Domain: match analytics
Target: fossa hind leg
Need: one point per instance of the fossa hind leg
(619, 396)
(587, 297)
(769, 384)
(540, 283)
* * *
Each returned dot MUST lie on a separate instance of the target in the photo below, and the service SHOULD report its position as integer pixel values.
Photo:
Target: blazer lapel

| Directions |
Rewrite the lines as a JSON list of strings, one string per line with blank lines left out, taking only the part that opens with the line containing "Each returned dot" and closes with the line containing "Target: blazer lapel", both included.

| Task output |
[
  "Each returned dot MUST lie on a separate instance of the target in the photo below, and the service SHOULD report its position as integer pixel values.",
  "Photo:",
  "Target: blazer lapel"
]